▶ **Given instruction**
Lines before the one containing "Mark the innermost point of each instance of the man with" are excluded; reproduce that line and all lines after it in the entries below, exactly.
== Given data ==
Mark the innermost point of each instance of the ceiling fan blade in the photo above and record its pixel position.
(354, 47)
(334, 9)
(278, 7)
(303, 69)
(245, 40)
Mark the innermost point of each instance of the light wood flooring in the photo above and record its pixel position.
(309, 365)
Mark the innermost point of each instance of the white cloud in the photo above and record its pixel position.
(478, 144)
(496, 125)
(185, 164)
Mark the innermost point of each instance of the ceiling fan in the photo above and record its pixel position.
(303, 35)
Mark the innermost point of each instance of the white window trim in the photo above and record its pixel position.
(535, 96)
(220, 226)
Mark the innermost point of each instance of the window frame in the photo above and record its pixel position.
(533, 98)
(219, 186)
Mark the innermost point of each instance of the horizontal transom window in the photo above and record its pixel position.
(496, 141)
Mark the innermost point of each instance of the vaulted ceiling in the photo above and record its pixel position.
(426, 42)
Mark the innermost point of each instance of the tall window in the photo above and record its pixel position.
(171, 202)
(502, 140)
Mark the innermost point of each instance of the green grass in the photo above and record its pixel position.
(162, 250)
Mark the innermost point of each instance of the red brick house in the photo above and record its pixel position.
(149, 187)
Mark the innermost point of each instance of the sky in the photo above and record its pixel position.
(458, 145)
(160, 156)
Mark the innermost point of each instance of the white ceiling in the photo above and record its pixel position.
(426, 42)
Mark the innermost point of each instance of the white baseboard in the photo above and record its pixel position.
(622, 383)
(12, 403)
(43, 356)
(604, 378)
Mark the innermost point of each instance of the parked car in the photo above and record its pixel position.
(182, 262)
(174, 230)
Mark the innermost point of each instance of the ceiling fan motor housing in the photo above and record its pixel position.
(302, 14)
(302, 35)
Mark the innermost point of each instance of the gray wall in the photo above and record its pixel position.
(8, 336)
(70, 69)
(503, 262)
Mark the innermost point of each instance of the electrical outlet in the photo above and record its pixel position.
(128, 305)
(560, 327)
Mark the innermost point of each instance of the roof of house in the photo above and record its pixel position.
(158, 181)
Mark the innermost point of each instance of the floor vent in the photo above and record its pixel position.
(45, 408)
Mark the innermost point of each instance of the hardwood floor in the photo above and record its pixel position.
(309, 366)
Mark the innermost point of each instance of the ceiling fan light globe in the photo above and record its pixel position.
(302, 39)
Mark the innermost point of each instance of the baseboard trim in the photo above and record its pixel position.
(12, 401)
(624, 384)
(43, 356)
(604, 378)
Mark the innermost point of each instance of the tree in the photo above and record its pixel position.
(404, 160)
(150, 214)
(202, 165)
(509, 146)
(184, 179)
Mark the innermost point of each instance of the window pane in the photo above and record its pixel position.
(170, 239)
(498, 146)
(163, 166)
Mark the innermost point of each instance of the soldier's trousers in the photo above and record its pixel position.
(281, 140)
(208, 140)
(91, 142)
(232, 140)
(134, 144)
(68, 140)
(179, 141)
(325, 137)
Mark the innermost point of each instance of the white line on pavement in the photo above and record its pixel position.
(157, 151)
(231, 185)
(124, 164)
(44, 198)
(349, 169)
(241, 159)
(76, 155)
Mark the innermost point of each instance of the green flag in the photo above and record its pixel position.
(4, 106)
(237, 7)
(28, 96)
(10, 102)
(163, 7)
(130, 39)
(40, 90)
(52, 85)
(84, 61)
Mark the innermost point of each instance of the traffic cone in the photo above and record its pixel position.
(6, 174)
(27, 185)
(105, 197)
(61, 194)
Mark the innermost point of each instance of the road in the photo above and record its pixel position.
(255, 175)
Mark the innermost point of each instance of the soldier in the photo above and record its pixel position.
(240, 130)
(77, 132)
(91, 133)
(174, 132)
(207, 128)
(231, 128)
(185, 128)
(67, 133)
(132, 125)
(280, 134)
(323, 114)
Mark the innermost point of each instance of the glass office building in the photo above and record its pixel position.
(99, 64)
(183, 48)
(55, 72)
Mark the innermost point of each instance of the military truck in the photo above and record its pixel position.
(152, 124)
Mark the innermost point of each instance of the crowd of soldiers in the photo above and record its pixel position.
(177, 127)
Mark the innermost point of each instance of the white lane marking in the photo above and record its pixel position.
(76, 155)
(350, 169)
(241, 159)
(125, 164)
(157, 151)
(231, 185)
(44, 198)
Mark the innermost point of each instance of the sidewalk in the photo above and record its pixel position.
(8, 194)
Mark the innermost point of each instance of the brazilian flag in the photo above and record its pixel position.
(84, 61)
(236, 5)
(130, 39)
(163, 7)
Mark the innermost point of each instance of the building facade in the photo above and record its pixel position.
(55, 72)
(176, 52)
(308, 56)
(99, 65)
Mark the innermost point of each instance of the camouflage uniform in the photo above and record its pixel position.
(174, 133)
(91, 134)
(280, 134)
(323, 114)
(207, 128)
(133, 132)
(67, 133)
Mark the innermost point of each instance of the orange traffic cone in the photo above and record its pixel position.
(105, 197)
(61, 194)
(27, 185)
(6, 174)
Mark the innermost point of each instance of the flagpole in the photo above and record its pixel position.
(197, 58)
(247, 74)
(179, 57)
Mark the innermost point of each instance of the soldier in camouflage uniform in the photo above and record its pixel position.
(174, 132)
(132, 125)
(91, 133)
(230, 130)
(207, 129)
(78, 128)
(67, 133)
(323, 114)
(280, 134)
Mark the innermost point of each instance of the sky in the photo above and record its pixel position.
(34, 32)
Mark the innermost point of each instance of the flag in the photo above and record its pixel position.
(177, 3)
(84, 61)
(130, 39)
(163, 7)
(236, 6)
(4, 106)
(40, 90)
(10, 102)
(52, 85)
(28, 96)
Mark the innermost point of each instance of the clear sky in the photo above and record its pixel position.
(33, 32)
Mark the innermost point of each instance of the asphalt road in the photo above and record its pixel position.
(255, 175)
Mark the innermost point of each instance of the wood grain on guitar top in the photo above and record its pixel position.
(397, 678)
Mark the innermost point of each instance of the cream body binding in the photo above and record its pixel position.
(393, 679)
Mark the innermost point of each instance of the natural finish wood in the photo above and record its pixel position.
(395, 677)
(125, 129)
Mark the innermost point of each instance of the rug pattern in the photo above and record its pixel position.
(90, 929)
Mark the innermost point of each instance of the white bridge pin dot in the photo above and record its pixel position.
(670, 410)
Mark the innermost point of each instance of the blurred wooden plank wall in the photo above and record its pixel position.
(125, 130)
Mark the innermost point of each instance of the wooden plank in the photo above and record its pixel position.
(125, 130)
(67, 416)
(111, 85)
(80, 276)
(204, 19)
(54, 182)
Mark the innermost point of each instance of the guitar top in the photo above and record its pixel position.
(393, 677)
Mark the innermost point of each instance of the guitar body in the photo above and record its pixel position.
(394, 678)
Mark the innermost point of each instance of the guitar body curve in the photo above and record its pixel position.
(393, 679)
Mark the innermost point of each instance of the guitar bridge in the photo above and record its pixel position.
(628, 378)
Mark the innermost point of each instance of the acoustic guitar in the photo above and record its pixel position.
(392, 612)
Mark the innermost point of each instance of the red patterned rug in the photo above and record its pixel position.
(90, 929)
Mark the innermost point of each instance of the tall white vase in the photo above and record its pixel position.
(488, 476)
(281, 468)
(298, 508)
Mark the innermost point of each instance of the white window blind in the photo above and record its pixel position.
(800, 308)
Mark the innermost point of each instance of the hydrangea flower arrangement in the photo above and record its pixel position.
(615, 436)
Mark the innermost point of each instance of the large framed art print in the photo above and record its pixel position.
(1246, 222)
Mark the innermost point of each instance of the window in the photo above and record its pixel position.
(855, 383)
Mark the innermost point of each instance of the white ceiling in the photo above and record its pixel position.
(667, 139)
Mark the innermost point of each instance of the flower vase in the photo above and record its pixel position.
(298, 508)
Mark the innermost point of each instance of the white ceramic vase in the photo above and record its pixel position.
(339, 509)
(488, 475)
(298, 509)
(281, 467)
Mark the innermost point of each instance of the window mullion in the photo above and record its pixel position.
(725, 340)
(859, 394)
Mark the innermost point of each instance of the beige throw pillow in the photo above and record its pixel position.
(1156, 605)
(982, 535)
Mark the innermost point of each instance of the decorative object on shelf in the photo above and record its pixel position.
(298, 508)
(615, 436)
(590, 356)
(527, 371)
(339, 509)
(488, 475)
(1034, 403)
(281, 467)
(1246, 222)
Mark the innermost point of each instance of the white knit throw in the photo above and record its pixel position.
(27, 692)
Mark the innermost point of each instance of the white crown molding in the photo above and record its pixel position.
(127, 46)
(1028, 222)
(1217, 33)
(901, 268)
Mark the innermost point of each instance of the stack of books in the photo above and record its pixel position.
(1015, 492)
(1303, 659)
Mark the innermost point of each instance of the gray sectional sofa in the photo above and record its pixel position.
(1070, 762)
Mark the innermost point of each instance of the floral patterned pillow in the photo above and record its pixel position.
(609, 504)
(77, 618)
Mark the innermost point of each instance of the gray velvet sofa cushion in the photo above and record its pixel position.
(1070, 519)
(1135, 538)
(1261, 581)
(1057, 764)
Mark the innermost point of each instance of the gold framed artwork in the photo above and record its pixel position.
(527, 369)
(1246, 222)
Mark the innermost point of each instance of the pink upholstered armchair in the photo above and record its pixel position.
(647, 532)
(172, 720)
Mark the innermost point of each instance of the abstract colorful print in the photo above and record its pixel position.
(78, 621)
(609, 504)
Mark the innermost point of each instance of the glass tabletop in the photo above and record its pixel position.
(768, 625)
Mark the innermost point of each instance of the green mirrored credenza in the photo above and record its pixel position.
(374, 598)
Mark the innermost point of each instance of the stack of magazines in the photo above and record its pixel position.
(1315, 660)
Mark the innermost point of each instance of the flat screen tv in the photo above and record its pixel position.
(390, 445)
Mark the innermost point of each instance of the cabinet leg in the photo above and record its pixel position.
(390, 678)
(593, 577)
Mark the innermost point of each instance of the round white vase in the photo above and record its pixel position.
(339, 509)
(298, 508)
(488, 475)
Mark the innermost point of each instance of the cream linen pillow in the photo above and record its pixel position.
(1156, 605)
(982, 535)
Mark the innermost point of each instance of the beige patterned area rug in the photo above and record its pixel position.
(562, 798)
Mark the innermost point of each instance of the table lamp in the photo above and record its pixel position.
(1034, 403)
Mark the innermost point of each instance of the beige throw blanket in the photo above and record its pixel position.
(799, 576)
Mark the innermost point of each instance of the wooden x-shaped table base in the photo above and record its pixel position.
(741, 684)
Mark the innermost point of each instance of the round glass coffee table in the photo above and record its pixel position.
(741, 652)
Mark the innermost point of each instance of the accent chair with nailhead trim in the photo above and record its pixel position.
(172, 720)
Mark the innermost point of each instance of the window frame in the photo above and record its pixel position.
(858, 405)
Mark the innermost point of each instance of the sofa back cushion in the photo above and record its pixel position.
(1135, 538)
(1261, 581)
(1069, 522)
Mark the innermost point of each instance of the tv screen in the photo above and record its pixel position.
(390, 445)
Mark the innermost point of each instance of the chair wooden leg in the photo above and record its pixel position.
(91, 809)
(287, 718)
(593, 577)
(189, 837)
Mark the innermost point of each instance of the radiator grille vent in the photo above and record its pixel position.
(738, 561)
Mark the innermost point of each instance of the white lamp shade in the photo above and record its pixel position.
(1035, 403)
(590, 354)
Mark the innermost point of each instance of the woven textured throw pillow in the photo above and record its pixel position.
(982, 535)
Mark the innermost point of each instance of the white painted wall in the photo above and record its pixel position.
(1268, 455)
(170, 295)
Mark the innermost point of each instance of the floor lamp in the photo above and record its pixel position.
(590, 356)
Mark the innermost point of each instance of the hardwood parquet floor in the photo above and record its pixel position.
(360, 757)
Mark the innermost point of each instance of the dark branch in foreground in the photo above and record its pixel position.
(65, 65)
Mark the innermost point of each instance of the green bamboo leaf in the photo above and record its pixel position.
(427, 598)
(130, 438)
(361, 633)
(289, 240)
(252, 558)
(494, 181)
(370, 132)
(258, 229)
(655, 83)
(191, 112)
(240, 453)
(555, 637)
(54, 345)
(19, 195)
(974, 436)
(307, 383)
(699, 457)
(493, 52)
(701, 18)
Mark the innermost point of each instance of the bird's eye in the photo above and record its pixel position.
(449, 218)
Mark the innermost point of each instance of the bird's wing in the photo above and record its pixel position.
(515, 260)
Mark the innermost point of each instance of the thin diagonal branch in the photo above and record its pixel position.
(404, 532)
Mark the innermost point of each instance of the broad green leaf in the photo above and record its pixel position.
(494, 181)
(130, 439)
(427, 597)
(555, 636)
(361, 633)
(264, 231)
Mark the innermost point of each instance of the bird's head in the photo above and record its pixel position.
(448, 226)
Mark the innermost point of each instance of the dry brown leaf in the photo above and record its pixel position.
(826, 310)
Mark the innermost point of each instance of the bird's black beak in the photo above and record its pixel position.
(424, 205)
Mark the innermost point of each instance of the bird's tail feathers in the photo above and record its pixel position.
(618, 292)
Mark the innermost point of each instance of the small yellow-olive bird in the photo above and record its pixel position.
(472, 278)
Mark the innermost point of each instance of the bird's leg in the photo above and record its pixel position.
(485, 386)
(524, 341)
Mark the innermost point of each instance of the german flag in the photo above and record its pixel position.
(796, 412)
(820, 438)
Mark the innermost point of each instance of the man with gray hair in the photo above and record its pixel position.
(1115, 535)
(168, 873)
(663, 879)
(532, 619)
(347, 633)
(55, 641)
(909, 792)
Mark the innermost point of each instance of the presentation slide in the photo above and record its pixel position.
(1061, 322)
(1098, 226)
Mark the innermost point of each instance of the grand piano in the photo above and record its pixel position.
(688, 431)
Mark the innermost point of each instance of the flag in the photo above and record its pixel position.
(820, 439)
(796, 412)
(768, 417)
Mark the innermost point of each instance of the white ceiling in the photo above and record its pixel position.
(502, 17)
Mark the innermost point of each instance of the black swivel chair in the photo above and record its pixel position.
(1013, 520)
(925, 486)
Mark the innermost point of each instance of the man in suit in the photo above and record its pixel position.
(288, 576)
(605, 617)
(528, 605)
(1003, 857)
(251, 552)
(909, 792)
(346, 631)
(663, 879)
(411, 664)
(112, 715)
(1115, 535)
===
▶ **Solution**
Mark the innermost point of each instance of the man with gray hair in the photo above and record its pixel position.
(1115, 535)
(168, 873)
(663, 879)
(532, 619)
(347, 633)
(55, 641)
(909, 792)
Mark the innermost point of each instance of the presentation slide in the photo above and record its pixel position.
(1061, 322)
(1098, 226)
Mark the innermost point of each instance of the grand piano in the photo above and record its pixel position.
(688, 431)
Mark the innermost point of each instance of the flag in the photo above and record its pixel position.
(820, 439)
(796, 412)
(768, 417)
Mark the innermost point of each instance of the white ceiling in the photo above and record its pixel position.
(502, 17)
Mark the innermost point of each instance of the black swivel chair in the photo above and record its pixel position.
(1013, 520)
(925, 486)
Mark the innermost point of each instance of the man in suit in the photo above and record its pixel position.
(288, 576)
(605, 617)
(528, 605)
(1003, 857)
(251, 552)
(909, 792)
(346, 631)
(663, 879)
(411, 664)
(112, 715)
(1115, 535)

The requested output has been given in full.